■ **What the task asks**
Reproduce word for word the passage of the endler food thread below, from "Mine seem to" up to and including "as a treat.".

■ **Reading passage**
□ □ □
# Best food for endlers



## Ryzilla (Oct 29, 2005)

i used to feed mine golden pearls. Buy different size pearls for your different sized endlers.


----------



## Jerseyfish (May 7, 2008)

Mine seem to love frozen daphnia, and they also eat hikari micro-pellets. Haven't tried much else since all my other foods are rather big.


----------



## susankat (Oct 14, 2007)

Endlers will usually eat anything, if your feeding flakes just crush them into smaller pieces. I wouldn't feed to much brineshrimp and bloodworms and just use them as a treat.


----------



## mistergreen (Dec 9, 2006)

mosquito larvae


----------



## rich815 (May 21, 2008)

I feed mine Hikari micro-pellets, Spectrum pellets, frozen bloodworms, live blackworks, frozen daphnia....they eat it all. And they are beginning to breed like rabbits...


----------



## Madhun67 (Feb 19, 2008)

thanks all for thoughts,
Dave


----------



## god91234 (Feb 11, 2008)

spirulina, they eat alot of algae in the wild i think so it jsut seems to be logical i all so feed Rotifers as a treat the are the smallest things i can find that way i know the fry get alot of it


----------
□ □ □
■ **Provided records**
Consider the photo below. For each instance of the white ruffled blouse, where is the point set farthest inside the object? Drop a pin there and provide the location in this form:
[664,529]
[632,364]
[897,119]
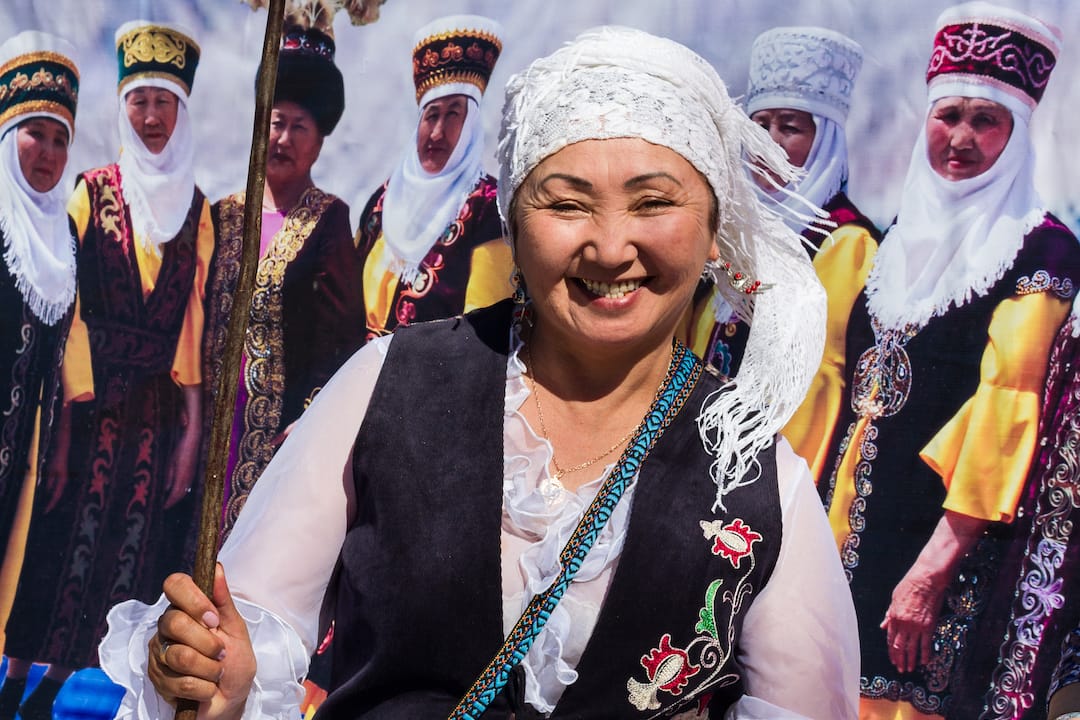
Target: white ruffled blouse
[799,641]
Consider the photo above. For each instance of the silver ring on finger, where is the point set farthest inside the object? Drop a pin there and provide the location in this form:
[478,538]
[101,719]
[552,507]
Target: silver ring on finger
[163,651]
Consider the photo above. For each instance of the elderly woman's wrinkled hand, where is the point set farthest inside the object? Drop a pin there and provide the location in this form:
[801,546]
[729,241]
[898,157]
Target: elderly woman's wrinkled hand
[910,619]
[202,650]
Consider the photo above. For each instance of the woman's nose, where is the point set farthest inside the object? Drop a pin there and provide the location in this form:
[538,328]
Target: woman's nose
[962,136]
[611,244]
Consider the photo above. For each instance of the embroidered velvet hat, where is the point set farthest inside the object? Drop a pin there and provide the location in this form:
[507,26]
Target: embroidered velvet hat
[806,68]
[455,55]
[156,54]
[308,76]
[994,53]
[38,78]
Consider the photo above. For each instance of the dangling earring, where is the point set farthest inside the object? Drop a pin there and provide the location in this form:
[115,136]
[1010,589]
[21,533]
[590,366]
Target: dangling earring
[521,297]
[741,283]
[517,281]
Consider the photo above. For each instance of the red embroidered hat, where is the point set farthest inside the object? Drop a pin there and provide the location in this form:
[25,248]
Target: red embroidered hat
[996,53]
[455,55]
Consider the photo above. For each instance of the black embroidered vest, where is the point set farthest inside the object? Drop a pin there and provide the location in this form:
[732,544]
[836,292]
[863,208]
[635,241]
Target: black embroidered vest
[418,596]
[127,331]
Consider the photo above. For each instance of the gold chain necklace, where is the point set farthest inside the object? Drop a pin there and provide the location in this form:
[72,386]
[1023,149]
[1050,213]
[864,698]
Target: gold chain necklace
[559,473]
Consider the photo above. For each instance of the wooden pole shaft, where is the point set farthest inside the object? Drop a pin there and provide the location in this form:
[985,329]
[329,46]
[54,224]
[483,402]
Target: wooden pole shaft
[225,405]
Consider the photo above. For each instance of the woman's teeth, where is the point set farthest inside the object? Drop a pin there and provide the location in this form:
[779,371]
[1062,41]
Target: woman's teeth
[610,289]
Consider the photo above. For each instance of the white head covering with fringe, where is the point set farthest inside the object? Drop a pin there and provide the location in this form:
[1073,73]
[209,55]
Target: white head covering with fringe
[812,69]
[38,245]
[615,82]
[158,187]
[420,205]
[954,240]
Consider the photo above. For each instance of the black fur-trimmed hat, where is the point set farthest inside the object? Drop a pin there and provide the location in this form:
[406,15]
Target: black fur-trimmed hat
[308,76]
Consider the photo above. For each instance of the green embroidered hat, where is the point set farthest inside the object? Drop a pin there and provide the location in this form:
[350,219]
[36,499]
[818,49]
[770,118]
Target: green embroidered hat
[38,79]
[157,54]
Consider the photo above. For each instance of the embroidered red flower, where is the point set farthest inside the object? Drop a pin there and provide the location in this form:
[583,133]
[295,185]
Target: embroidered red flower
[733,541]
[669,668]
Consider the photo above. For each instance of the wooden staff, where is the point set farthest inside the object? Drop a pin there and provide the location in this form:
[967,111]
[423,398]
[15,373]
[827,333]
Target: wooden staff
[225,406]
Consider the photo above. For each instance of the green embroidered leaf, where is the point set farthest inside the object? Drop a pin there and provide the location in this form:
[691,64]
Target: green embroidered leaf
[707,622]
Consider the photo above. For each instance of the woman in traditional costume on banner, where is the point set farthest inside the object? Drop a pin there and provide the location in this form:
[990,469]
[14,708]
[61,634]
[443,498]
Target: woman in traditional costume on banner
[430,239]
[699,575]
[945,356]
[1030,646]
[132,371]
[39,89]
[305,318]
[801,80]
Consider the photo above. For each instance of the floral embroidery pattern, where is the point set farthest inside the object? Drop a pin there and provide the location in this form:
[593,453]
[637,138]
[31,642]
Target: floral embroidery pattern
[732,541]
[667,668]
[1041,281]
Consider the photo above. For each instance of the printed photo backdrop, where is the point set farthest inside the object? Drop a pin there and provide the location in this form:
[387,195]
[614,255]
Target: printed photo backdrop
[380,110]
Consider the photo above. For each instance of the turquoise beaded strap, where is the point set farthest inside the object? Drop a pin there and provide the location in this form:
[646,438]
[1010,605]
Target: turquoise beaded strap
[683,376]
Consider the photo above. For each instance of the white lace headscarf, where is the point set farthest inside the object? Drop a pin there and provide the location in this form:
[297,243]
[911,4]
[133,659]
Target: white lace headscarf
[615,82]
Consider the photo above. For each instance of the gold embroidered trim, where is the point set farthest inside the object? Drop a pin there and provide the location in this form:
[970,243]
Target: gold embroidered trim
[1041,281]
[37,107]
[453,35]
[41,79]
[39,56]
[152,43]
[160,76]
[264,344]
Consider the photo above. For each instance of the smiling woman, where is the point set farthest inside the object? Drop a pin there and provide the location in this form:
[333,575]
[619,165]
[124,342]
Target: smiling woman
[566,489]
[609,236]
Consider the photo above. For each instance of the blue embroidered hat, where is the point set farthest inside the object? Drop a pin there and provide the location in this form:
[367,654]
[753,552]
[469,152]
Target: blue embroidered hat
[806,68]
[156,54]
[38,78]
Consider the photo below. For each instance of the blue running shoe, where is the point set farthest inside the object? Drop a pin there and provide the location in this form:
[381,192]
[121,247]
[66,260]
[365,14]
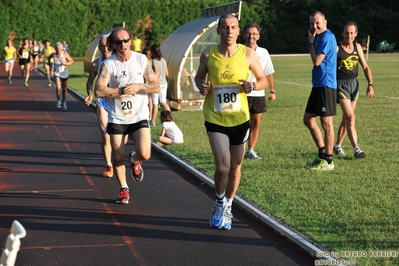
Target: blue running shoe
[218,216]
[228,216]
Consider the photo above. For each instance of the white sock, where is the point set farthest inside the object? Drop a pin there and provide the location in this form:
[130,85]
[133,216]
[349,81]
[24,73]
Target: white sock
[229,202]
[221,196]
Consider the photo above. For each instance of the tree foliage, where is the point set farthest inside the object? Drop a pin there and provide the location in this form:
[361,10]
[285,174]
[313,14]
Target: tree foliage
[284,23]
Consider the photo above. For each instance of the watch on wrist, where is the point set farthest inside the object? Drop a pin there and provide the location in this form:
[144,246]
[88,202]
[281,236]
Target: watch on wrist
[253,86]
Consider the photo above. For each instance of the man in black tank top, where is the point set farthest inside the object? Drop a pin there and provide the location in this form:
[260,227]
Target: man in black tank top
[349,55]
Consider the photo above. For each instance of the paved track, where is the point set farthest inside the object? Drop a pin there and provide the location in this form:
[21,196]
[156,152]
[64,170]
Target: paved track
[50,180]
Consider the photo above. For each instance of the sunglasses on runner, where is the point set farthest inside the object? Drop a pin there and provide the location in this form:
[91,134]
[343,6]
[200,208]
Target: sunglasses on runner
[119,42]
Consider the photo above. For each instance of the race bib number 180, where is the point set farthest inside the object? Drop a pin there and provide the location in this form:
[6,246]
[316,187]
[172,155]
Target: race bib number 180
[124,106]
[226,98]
□ □ □
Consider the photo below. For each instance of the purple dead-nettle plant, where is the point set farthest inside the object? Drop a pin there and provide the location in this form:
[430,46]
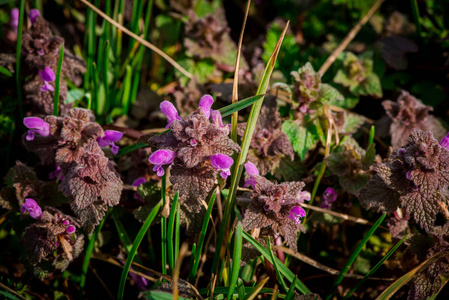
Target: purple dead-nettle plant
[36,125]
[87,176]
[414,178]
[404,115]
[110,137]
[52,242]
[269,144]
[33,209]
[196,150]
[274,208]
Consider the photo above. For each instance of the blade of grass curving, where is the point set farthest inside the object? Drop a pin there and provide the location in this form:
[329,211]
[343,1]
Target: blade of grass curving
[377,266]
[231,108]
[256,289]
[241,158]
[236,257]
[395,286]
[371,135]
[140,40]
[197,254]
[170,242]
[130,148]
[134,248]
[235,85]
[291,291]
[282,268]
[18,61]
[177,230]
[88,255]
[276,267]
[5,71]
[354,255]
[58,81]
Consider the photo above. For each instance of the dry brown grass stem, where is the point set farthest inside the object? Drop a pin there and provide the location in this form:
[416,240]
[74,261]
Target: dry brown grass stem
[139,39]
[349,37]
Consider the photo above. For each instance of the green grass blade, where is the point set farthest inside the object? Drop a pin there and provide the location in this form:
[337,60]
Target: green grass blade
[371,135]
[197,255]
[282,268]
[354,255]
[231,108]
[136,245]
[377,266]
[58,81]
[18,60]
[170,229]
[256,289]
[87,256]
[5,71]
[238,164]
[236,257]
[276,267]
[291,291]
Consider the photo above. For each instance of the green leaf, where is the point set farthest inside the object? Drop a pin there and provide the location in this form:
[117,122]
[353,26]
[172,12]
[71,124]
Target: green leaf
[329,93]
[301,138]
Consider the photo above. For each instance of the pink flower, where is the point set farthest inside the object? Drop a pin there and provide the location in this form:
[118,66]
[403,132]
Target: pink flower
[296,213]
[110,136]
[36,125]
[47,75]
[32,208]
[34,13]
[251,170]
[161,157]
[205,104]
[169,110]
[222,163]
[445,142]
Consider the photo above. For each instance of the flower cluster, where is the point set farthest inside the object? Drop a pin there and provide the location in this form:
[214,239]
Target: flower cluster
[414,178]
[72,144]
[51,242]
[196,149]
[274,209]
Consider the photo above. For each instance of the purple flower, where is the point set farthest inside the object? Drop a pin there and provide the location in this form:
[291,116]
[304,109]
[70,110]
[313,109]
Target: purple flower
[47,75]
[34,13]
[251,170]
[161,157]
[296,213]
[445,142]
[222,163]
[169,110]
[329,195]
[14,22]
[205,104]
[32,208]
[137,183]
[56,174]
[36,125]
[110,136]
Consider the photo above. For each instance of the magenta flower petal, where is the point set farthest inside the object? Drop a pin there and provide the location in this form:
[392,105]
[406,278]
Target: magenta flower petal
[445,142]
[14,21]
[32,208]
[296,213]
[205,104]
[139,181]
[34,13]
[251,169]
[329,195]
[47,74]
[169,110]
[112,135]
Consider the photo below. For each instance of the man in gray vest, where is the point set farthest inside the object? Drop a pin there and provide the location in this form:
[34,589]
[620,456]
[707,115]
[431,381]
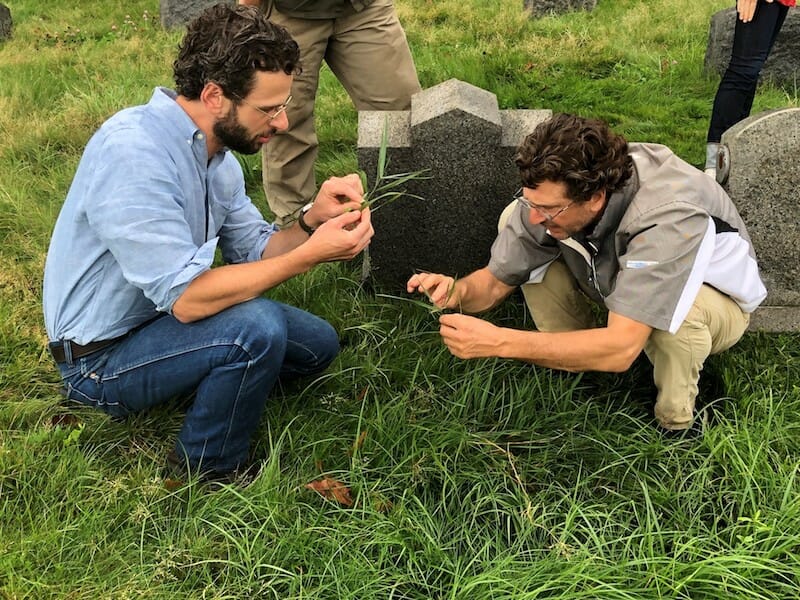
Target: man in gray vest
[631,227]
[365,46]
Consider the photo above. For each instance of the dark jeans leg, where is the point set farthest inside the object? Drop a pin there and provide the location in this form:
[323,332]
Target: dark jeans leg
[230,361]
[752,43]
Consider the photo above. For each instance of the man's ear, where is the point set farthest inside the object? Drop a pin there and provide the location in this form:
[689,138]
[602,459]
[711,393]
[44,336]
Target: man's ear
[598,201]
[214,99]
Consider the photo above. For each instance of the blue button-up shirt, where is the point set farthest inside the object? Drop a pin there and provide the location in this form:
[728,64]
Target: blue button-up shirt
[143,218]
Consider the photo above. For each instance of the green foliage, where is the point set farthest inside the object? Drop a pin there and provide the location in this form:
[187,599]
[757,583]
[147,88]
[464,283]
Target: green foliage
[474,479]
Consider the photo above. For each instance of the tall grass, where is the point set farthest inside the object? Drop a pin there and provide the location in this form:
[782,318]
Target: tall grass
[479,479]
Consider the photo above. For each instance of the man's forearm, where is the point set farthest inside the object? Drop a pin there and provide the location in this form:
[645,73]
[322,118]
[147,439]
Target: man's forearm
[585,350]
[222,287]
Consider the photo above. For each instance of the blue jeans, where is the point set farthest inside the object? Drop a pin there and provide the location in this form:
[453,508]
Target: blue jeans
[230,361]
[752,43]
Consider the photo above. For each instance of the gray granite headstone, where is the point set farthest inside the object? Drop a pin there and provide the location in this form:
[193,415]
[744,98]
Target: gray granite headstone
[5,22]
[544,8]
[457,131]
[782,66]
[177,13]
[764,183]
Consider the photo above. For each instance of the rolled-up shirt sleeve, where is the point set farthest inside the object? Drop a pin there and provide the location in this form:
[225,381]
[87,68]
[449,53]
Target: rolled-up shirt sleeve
□ □ □
■ **Worked solution**
Mine seem to love frozen daphnia, and they also eat hikari micro-pellets. Haven't tried much else since all my other foods are rather big.


----------



## susankat (Oct 14, 2007)

Endlers will usually eat anything, if your feeding flakes just crush them into smaller pieces. I wouldn't feed to much brineshrimp and bloodworms and just use them as a treat.